Copy the data from its start through the line containing "M 158 0 L 5", with both ends included and everything in that stretch kept, but shift every coordinate in the answer outlines by adding 53. Leave every number outside the answers unchanged, including those in the sample outlines.

========

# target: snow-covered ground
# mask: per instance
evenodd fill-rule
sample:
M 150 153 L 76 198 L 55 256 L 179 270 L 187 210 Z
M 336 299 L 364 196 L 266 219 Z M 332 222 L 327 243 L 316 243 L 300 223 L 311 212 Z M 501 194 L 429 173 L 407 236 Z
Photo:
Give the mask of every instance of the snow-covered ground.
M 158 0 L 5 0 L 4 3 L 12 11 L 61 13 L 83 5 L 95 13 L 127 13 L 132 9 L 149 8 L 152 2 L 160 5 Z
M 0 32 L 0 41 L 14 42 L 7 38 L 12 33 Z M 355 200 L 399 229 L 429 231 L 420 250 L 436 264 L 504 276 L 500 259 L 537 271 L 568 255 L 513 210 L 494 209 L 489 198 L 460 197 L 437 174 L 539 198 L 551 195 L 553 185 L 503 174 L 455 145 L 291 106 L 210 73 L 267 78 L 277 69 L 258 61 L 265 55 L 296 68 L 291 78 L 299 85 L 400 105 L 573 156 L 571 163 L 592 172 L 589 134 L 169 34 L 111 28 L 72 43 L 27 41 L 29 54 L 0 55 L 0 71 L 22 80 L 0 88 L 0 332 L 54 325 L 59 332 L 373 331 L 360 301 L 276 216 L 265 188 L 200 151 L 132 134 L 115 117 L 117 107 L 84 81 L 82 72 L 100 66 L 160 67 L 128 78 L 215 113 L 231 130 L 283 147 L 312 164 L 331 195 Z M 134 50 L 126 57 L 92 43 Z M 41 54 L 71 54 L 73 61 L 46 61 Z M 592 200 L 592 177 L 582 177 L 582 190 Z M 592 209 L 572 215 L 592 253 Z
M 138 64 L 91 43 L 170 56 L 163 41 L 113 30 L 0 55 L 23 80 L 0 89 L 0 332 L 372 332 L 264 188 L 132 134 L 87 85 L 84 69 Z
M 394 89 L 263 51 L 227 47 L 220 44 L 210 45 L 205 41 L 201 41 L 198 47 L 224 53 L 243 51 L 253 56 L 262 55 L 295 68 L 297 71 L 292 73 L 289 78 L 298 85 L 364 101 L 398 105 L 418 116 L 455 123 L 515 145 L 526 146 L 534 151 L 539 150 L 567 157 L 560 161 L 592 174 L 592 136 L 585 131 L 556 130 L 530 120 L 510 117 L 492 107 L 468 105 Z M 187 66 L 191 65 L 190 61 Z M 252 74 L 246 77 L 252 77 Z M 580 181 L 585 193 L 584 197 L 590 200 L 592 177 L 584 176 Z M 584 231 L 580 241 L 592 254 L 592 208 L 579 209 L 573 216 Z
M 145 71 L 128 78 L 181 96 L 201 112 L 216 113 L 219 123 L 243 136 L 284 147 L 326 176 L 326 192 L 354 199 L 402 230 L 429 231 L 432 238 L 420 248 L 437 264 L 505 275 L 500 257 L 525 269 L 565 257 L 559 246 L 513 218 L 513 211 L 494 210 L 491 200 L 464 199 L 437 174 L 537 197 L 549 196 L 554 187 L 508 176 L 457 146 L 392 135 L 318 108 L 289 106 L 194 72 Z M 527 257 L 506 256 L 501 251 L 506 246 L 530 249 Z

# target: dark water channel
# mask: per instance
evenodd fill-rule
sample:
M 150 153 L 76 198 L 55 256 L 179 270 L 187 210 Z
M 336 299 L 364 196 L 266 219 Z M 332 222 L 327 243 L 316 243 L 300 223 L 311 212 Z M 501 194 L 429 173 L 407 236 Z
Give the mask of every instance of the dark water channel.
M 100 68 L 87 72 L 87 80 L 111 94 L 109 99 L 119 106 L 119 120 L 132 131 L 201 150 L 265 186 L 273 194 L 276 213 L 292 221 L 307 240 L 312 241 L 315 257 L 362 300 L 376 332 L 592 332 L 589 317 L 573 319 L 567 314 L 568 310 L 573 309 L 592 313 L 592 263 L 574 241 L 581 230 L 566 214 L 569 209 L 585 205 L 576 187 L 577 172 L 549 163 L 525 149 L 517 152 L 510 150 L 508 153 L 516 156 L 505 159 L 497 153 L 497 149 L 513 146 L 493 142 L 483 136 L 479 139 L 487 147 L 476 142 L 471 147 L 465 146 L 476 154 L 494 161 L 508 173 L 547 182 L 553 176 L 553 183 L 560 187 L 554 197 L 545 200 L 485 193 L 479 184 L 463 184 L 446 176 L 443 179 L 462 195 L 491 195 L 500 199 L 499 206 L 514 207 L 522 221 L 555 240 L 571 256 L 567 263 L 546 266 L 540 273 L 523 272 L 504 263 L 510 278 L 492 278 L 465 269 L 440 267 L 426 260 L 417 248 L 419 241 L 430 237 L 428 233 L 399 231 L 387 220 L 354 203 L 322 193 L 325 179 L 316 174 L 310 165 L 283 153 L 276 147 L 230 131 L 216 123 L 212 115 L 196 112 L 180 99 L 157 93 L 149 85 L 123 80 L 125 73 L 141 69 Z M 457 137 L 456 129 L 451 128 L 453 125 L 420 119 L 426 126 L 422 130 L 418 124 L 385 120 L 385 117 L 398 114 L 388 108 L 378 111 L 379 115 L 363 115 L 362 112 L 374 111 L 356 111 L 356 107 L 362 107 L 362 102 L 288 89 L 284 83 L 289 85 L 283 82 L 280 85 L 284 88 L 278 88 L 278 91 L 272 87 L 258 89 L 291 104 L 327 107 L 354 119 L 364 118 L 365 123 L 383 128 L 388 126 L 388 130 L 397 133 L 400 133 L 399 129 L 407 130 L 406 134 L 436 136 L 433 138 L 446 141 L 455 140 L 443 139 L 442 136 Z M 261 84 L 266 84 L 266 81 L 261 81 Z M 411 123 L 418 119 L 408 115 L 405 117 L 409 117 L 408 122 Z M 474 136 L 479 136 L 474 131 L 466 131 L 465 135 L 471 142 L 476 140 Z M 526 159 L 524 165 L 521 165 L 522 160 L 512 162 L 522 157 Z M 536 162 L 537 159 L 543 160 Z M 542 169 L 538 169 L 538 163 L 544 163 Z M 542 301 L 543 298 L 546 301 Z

========

EXERCISE RESULT:
# target: snow-covered ground
# mask: per instance
evenodd fill-rule
sample:
M 150 153 L 76 198 L 55 256 L 179 270 L 187 210 Z
M 336 299 L 364 196 L 266 219 Z M 332 222 L 327 243 L 316 243 L 300 223 L 311 212 Z M 501 194 L 429 173 L 407 236 Z
Photo:
Give the mask of every instance of the snow-covered ground.
M 211 53 L 58 53 L 57 56 L 65 64 L 114 66 L 136 58 L 148 66 L 180 66 L 185 62 L 202 61 L 205 55 L 213 58 Z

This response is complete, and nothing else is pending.